*Problem to work on*. What is the number of lines in the listing below that contain the word "foliage"? Give only that number.

*Provided records*.
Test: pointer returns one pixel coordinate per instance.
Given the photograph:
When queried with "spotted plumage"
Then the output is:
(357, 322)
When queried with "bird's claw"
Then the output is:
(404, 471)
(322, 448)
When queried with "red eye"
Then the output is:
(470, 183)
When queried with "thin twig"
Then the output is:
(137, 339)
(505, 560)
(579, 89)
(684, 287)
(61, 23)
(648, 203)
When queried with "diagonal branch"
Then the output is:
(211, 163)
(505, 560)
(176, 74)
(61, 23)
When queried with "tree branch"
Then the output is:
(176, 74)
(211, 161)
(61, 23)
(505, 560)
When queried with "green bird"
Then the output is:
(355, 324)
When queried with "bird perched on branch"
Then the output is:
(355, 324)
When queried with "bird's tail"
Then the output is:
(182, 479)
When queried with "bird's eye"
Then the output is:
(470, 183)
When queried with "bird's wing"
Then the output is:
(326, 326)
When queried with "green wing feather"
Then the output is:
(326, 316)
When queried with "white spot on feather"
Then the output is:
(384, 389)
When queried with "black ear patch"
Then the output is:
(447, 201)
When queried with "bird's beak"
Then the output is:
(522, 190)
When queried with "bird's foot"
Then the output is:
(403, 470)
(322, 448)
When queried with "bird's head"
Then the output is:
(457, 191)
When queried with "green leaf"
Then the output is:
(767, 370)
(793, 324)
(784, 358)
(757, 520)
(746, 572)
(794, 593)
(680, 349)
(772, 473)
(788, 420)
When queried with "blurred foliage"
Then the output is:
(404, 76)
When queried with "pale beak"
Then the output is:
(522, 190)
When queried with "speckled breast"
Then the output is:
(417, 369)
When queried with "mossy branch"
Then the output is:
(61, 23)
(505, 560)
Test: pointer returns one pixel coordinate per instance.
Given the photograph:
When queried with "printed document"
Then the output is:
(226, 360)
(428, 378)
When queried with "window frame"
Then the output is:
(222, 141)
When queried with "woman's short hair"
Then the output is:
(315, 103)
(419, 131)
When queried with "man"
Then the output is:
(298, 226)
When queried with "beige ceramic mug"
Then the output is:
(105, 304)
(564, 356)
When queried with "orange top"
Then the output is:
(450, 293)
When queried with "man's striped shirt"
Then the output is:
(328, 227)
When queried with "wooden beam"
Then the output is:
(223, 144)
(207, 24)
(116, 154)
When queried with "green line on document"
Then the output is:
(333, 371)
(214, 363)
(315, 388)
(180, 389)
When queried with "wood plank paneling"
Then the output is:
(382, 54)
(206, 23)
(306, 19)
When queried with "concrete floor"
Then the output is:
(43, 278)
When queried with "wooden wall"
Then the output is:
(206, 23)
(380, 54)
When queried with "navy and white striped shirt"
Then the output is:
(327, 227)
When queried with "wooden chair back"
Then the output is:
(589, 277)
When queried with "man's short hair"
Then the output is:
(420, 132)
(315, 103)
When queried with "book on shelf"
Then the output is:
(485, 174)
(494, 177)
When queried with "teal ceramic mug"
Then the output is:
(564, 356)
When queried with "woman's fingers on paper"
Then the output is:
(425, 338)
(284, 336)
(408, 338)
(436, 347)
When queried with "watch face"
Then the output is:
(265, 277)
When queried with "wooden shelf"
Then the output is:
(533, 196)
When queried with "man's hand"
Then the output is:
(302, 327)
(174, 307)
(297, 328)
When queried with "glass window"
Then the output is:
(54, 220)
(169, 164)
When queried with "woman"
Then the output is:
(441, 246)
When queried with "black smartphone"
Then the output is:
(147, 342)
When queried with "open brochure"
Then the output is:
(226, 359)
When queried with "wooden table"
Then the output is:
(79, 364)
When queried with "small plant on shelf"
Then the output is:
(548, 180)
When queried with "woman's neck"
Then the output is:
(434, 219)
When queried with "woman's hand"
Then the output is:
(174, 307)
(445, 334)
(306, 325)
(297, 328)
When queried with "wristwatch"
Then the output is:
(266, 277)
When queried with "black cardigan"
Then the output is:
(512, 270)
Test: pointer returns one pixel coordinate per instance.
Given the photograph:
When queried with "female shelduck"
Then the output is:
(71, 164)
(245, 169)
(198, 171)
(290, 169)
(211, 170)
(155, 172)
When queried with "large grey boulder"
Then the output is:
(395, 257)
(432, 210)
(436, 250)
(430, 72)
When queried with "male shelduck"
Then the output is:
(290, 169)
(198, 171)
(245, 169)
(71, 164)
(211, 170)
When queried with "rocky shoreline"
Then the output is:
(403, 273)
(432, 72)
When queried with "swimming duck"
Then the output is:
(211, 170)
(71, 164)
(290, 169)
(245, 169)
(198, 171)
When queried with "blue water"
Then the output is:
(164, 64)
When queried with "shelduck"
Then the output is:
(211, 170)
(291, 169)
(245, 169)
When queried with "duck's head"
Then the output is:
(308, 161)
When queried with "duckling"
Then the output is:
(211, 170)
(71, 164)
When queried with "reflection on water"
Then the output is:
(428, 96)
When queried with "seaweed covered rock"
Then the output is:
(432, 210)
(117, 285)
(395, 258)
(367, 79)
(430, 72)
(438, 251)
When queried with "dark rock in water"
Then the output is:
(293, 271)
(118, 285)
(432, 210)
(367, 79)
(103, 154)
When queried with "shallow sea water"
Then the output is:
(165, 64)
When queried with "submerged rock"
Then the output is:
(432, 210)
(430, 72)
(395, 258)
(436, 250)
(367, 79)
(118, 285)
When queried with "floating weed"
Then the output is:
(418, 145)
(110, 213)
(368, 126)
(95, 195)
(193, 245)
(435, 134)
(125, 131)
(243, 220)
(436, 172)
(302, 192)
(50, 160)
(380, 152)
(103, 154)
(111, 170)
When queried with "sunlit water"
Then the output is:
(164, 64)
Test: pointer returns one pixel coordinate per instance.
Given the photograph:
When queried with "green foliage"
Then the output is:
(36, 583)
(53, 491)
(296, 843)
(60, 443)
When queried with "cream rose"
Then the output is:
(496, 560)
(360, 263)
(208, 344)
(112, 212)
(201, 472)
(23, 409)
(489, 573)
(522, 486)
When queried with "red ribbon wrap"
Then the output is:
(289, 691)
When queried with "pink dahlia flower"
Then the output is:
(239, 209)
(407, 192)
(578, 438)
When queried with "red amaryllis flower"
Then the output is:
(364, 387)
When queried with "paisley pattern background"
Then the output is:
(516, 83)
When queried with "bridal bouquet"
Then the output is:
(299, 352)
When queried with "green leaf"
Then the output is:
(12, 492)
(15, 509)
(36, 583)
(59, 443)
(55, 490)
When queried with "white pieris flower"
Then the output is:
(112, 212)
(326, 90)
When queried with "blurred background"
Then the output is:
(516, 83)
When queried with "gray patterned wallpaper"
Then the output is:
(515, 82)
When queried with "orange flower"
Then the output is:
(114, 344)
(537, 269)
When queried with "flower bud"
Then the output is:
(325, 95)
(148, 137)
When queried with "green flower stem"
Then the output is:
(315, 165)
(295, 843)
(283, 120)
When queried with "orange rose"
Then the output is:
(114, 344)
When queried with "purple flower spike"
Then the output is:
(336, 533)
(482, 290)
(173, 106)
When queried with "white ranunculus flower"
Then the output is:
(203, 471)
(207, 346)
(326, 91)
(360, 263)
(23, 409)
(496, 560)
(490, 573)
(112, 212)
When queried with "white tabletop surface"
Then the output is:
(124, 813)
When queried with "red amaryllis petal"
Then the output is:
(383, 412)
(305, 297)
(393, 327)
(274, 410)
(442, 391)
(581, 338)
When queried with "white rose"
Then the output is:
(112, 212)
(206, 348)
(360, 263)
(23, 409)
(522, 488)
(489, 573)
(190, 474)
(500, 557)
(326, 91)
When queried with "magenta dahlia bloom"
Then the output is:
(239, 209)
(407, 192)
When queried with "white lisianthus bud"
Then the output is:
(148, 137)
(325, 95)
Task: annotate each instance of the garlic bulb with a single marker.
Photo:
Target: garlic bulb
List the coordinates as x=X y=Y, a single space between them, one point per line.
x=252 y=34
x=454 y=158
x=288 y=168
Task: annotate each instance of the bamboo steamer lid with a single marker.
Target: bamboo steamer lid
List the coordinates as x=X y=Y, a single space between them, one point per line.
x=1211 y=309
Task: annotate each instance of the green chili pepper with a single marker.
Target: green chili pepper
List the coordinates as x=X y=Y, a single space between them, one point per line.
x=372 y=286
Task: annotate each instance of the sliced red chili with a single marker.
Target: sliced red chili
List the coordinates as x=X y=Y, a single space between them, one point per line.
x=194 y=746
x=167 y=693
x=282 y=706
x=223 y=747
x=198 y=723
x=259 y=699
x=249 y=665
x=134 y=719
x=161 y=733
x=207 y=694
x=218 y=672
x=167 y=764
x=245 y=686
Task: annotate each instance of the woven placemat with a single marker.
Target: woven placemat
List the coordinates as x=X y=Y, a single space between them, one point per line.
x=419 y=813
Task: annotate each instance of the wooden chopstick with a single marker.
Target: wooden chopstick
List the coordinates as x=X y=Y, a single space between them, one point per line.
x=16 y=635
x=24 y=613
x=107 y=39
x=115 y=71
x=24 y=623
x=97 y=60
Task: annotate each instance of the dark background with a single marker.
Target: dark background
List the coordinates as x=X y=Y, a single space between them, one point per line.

*Expected answer*. 2